Petunjuk Latihan: Tampilkan semua baris di bawah yang memuat kata "tail".
● ● ● ● ●
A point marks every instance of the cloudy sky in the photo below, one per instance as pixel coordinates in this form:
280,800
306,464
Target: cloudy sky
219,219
● ● ● ● ●
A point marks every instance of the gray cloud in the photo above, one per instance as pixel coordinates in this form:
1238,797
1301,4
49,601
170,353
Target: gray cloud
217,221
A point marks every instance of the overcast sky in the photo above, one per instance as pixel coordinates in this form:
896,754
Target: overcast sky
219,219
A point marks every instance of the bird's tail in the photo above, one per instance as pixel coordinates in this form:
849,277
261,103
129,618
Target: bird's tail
● ● ● ● ●
Hasil Tugas:
A point marks every instance of the bird's tail in the photo above, one per instance as pixel coordinates in this form:
Target: bird's tail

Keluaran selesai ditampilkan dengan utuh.